# PROBLEM DESCRIPTION:
Each record that follows must be given again without alteration.
----
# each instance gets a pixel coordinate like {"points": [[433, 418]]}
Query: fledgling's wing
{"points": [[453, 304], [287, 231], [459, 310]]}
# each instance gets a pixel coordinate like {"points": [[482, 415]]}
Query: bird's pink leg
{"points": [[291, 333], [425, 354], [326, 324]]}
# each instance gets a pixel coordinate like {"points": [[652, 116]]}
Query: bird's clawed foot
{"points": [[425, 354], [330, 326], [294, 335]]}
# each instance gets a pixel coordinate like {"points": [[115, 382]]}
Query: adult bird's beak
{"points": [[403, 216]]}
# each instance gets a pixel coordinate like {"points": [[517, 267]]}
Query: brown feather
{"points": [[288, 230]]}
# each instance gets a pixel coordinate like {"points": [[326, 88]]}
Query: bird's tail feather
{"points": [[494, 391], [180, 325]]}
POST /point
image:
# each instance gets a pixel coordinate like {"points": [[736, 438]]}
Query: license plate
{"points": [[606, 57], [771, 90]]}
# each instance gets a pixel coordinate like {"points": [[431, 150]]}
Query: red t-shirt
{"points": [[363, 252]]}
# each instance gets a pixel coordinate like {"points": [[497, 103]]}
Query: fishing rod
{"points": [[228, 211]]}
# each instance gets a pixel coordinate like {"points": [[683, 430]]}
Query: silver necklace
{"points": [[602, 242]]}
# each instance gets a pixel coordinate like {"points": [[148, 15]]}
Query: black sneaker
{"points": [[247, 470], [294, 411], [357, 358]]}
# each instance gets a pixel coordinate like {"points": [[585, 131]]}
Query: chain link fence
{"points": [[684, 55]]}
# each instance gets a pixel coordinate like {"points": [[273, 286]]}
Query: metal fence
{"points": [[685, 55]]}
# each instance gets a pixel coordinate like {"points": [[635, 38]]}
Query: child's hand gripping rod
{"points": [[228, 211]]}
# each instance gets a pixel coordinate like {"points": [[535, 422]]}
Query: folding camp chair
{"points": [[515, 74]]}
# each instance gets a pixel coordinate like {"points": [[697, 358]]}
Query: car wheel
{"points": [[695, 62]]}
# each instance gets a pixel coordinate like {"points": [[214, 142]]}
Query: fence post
----
# ANSWER SPACE:
# each instance gets a pixel coordinate like {"points": [[433, 418]]}
Query: fledgling's wing
{"points": [[453, 304], [287, 231], [459, 310]]}
# each instance gets a pixel coordinate like {"points": [[482, 415]]}
Query: bird's pink leg
{"points": [[291, 333], [425, 354], [326, 324]]}
# each instance gets a pixel coordinate like {"points": [[652, 116]]}
Query: bird's clawed foot
{"points": [[425, 354], [330, 326], [294, 335]]}
# each instance gets a pixel coordinate like {"points": [[115, 382]]}
Query: adult bird's beak
{"points": [[403, 216]]}
# each instance gets a pixel coordinate like {"points": [[517, 267]]}
Query: brown feather
{"points": [[288, 230]]}
# each instance gets a pixel coordinate like {"points": [[326, 88]]}
Query: bird's tail feather
{"points": [[494, 391], [180, 325]]}
POST /point
image:
# each instance gets a pixel coordinate like {"points": [[736, 438]]}
Query: license plate
{"points": [[606, 57], [771, 90]]}
# each instance gets a pixel coordinate like {"points": [[431, 150]]}
Query: red t-shirt
{"points": [[363, 252]]}
# each instance gets a pixel coordinate like {"points": [[497, 103]]}
Query: fishing rod
{"points": [[228, 211]]}
# each instance gets a pixel coordinate like {"points": [[683, 430]]}
Query: silver necklace
{"points": [[602, 242]]}
# each instance gets a pixel coordinate like {"points": [[148, 15]]}
Query: black sneaker
{"points": [[247, 470], [294, 411], [357, 358]]}
# each instance gets a pixel coordinate like {"points": [[585, 131]]}
Query: chain link fence
{"points": [[684, 55]]}
# each instance gets a pixel coordinate like {"points": [[273, 286]]}
Query: metal fence
{"points": [[685, 55]]}
# each instance gets a pixel coordinate like {"points": [[635, 38]]}
Query: child's hand gripping rod
{"points": [[228, 211]]}
# each instance gets a pixel coordinate like {"points": [[535, 422]]}
Query: folding camp chair
{"points": [[515, 74]]}
# each instance gets a pixel coordinate like {"points": [[697, 358]]}
Query: car wheel
{"points": [[695, 62]]}
# each instance gets a pixel coordinate like {"points": [[214, 142]]}
Query: fence post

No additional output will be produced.